%%
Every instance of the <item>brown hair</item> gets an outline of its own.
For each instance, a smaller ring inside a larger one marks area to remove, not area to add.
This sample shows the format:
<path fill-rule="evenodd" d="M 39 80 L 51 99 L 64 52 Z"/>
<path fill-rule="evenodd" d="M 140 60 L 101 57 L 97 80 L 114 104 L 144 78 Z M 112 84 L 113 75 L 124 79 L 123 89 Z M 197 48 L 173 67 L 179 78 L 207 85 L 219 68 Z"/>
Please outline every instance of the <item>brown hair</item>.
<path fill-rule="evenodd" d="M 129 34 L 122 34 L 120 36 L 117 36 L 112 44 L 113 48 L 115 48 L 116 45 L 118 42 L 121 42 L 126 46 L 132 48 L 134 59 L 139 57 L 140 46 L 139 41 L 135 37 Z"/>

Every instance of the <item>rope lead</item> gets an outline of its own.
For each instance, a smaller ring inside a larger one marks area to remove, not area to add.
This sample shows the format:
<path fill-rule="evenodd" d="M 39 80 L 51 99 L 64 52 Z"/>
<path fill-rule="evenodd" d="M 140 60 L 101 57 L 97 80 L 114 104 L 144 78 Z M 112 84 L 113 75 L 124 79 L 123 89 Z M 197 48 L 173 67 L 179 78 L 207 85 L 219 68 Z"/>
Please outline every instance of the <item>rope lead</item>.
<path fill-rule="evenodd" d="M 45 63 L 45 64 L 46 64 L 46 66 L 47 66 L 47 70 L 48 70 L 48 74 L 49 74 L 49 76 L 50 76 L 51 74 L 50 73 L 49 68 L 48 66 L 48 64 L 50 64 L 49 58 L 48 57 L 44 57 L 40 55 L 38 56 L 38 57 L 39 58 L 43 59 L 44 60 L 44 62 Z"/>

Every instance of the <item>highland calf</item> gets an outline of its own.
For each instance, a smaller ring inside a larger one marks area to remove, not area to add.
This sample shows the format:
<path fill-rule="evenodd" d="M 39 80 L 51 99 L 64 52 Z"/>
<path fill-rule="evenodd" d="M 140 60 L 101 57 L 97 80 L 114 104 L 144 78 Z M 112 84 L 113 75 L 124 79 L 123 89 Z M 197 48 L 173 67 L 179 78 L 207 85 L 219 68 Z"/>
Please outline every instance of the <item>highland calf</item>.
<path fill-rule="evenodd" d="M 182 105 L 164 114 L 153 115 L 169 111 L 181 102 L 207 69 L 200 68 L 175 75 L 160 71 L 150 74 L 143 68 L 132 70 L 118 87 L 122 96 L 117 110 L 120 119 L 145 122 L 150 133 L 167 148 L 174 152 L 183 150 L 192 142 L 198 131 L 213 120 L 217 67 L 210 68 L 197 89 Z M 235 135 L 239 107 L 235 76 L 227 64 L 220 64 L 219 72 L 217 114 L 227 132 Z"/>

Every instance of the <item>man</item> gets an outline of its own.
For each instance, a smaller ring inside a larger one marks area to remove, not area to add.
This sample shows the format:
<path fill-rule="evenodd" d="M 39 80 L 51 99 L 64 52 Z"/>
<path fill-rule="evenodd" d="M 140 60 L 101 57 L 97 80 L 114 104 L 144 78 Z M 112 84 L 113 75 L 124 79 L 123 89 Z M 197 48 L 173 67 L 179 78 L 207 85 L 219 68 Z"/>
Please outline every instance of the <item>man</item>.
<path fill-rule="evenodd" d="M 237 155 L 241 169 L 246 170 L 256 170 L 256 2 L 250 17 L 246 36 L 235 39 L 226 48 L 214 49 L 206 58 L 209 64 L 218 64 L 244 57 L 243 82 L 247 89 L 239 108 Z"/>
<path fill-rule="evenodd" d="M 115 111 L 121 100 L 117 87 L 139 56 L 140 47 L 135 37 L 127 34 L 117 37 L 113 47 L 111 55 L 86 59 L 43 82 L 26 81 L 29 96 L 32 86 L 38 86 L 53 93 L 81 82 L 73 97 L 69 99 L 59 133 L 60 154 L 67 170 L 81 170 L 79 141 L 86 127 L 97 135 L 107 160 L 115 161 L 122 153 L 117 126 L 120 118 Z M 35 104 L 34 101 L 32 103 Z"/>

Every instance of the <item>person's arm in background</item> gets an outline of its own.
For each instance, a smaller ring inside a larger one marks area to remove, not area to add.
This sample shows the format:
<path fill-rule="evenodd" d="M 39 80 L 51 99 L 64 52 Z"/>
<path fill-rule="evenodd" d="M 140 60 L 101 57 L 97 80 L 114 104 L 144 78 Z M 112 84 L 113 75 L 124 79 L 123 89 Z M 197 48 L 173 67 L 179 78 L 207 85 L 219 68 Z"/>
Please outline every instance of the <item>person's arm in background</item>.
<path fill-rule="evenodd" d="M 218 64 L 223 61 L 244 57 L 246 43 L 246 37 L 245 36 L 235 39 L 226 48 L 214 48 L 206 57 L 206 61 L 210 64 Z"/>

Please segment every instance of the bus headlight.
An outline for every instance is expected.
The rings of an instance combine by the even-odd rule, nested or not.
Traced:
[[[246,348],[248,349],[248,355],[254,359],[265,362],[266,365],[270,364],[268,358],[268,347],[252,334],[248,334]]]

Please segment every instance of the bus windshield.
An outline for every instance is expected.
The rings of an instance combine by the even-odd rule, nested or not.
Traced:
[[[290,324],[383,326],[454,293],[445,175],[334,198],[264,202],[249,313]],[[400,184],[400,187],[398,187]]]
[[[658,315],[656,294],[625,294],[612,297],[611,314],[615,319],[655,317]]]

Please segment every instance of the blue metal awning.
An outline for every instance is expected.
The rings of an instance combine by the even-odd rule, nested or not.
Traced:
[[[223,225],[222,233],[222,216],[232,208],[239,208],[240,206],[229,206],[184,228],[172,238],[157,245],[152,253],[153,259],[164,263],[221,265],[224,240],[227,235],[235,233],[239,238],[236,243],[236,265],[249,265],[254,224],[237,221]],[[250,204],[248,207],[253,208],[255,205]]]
%%
WHAT THE TASK REQUIRES:
Reproduce every line of the material above exactly.

SOLUTION TO THIS PROBLEM:
Every instance of the <item>brown hair</item> gets an outline of its own.
For each instance, a smaller ring inside a larger one marks area to remove, not area to add.
This sample shows the format:
<path fill-rule="evenodd" d="M 39 80 L 51 99 L 64 52 Z"/>
<path fill-rule="evenodd" d="M 140 60 L 101 57 L 97 80 L 114 104 L 144 78 Z M 112 84 L 113 75 L 124 79 L 123 89 Z M 197 48 L 173 67 L 179 78 L 207 85 L 219 68 Z"/>
Please outline every instance of the <item>brown hair</item>.
<path fill-rule="evenodd" d="M 129 34 L 122 34 L 120 36 L 117 36 L 112 44 L 113 48 L 115 48 L 116 45 L 118 42 L 121 42 L 126 46 L 132 48 L 134 59 L 139 57 L 140 46 L 139 41 L 135 37 Z"/>

Every instance of the <item>rope lead</item> gets an outline of its own.
For each instance, a smaller ring inside a larger one marks area to remove, not area to add.
This sample shows the format:
<path fill-rule="evenodd" d="M 39 80 L 51 99 L 64 52 Z"/>
<path fill-rule="evenodd" d="M 140 60 L 101 57 L 97 80 L 114 104 L 144 78 Z M 112 84 L 113 75 L 124 79 L 123 89 Z M 197 48 L 173 67 L 179 78 L 207 85 L 219 68 Z"/>
Please outline every instance of the <item>rope lead</item>.
<path fill-rule="evenodd" d="M 45 63 L 45 64 L 46 64 L 46 66 L 47 66 L 47 70 L 48 70 L 48 74 L 49 74 L 49 76 L 50 76 L 51 74 L 50 73 L 49 68 L 48 66 L 48 64 L 50 64 L 49 58 L 48 57 L 44 57 L 40 55 L 38 56 L 38 57 L 39 58 L 43 59 L 44 60 L 44 62 Z"/>

Every instance of the <item>highland calf</item> gets an outline of its own.
For each instance, a smaller ring inside a larger one marks area to remove, not area to add.
This sample shows the format:
<path fill-rule="evenodd" d="M 39 80 L 51 99 L 64 52 Z"/>
<path fill-rule="evenodd" d="M 140 60 L 101 57 L 97 80 L 114 104 L 144 78 Z M 112 84 L 113 75 L 124 79 L 123 89 Z M 197 48 L 173 67 L 179 78 L 207 85 L 219 68 Z"/>
Please outline every instance of the <item>highland calf</item>.
<path fill-rule="evenodd" d="M 182 105 L 164 114 L 153 115 L 169 111 L 181 102 L 207 69 L 200 68 L 175 75 L 160 71 L 150 74 L 143 68 L 132 70 L 118 87 L 122 96 L 117 110 L 120 119 L 145 122 L 150 133 L 167 148 L 174 152 L 183 150 L 192 142 L 198 131 L 213 120 L 217 67 L 210 68 L 197 89 Z M 235 135 L 239 107 L 235 76 L 227 64 L 220 64 L 219 72 L 217 114 L 227 132 Z"/>

Every instance of the <item>man</item> gets an outline of its own.
For each instance, a smaller ring inside a larger one marks area to remove, not area to add.
This sample shows the format:
<path fill-rule="evenodd" d="M 39 80 L 51 99 L 64 52 Z"/>
<path fill-rule="evenodd" d="M 140 60 L 101 57 L 97 80 L 114 104 L 144 78 Z M 112 84 L 113 75 L 124 79 L 123 89 Z M 197 48 L 173 67 L 179 78 L 207 85 L 219 68 Z"/>
Please outline every instance of the <item>man</item>.
<path fill-rule="evenodd" d="M 237 155 L 241 169 L 246 170 L 256 170 L 256 2 L 250 17 L 246 36 L 235 39 L 226 48 L 214 49 L 206 58 L 209 64 L 218 64 L 244 57 L 243 82 L 247 89 L 239 108 Z"/>
<path fill-rule="evenodd" d="M 115 111 L 121 100 L 117 87 L 139 56 L 140 47 L 135 37 L 127 34 L 117 37 L 113 47 L 111 55 L 86 59 L 43 82 L 26 81 L 29 96 L 32 86 L 38 86 L 53 93 L 81 82 L 73 97 L 69 99 L 59 133 L 60 154 L 67 170 L 81 170 L 79 141 L 86 127 L 97 135 L 107 160 L 115 161 L 122 153 L 117 126 L 120 118 Z M 35 104 L 34 101 L 32 103 Z"/>

Every instance of the <item>person's arm in background</item> gets an outline of its own.
For each instance, a smaller ring inside a larger one marks area to remove, not area to add.
This sample shows the format:
<path fill-rule="evenodd" d="M 39 80 L 51 99 L 64 52 Z"/>
<path fill-rule="evenodd" d="M 140 60 L 101 57 L 97 80 L 114 104 L 144 78 Z M 112 84 L 113 75 L 124 79 L 123 89 Z M 197 48 L 173 67 L 179 78 L 207 85 L 219 68 Z"/>
Please outline every instance of the <item>person's arm in background</item>.
<path fill-rule="evenodd" d="M 218 64 L 223 61 L 244 57 L 246 43 L 246 37 L 245 36 L 235 39 L 226 48 L 214 48 L 206 57 L 206 61 L 210 64 Z"/>

Please segment every instance of the bus headlight.
An outline for every instance is expected.
The rings of an instance combine by the even-odd rule, nested or not.
Traced:
[[[246,348],[248,349],[248,355],[254,359],[265,362],[266,365],[270,364],[268,358],[268,347],[252,334],[248,334]]]

Please segment every instance of the bus windshield.
An outline for every instance is expected.
The rings of an instance combine by the even-odd rule, nested or not.
Traced:
[[[290,324],[383,326],[454,293],[445,175],[334,198],[264,202],[249,313]],[[400,184],[400,187],[398,187]]]
[[[658,315],[656,294],[625,294],[612,297],[611,314],[615,319],[655,317]]]

Please segment every instance of the blue metal awning.
An outline for every instance is expected.
The rings of an instance combine by the even-odd rule, nested or not.
Traced:
[[[223,225],[222,233],[222,216],[232,208],[239,208],[240,206],[229,206],[184,228],[172,238],[157,245],[152,253],[153,259],[164,263],[221,265],[224,240],[227,235],[235,233],[239,238],[236,243],[236,265],[249,265],[254,224],[237,221]],[[250,204],[248,207],[253,208],[255,205]]]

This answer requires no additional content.